Source: Hermes Agent docs — Codex App-Server Runtime (full content cached at ai-research/hermes-codex-app-server-runtime-2026-05-14.md) Publisher: Nous Research (Hermes Agent project) Section: User Guide → Features Captured: 2026-05-14

Opt-in Hermes runtime that delegates openai/* and openai-codex/* turns to OpenAI’s Codex CLI instead of running Hermes’ own tool loop. Hermes keeps the orchestration layer (session DB, memory, cron jobs, slash commands, review forks); Codex executes the turn with its sandbox, built-in toolset, and plugin ecosystem. The headline value prop: “Run OpenAI agent turns against your ChatGPT subscription (no API key required) using the same auth flow Codex CLI uses.” Wired up via JSON-RPC over stdio with a bidirectional MCP callback channel so Codex can still call Hermes-side capabilities (browser automation, vision, image generation, skills, TTS) during the turn.

| Extracted entries |
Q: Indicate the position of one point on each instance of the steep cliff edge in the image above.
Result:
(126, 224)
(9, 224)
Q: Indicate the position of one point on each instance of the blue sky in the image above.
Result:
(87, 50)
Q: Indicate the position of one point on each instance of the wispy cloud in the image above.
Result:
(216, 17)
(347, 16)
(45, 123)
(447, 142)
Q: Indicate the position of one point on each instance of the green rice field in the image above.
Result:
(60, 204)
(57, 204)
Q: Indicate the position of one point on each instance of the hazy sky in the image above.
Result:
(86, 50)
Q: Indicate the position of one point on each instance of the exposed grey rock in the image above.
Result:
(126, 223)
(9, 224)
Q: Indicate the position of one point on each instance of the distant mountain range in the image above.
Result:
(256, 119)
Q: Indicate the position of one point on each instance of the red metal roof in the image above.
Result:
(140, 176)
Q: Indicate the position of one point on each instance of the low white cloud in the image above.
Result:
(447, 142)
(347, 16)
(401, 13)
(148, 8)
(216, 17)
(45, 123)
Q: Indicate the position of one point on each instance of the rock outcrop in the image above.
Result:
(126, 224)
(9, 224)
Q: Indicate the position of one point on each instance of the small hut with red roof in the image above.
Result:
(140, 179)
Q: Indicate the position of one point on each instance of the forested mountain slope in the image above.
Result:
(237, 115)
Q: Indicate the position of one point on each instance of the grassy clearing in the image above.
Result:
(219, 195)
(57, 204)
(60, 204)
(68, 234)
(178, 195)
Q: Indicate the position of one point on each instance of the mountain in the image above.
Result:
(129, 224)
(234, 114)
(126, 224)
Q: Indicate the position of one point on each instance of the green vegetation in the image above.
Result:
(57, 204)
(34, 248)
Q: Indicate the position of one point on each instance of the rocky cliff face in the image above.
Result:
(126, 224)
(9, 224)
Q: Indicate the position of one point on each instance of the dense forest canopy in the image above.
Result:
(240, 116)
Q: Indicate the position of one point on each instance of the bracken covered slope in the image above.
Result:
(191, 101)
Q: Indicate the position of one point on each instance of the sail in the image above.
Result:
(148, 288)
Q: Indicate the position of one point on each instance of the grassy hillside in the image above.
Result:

| Problems to work on |
a - In the Codex App-Server Runtime page, which layer does Hermes keep for itself when Codex runs a turn?
b - Translate this sentence from the Codex App-Server Runtime page into Spanish: "Hermes keeps the orchestration layer (session DB, memory, cron jobs, slash commands, review forks); Codex executes the turn with its sandbox, built-in toolset, and plugin ecosystem."
c - Keep writing the Codex App-Server Runtime page, picking up after its final sentence.
The records are separate from the Codex App-Server Runtime page.

| Task-by-task outputs |
a - The orchestration layer.

b - Hermes conserva la capa de orquestación (base de datos de sesiones, memoria, tareas cron, comandos de barra, bifurcaciones de revisión); Codex ejecuta el turno con su sandbox, su conjunto de herramientas integrado y su ecosistema de plugins.

c -
Key Takeaways

  • Authentication path: ChatGPT subscription, not OpenAI API key. Reuses Codex CLI’s existing OAuth flow against ~/.codex/auth.json. Significant for operators who pay for ChatGPT but don’t want to manage a separate API-key budget. Closes a long-standing cost-management gap for Hermes deployments running OpenAI-side turns.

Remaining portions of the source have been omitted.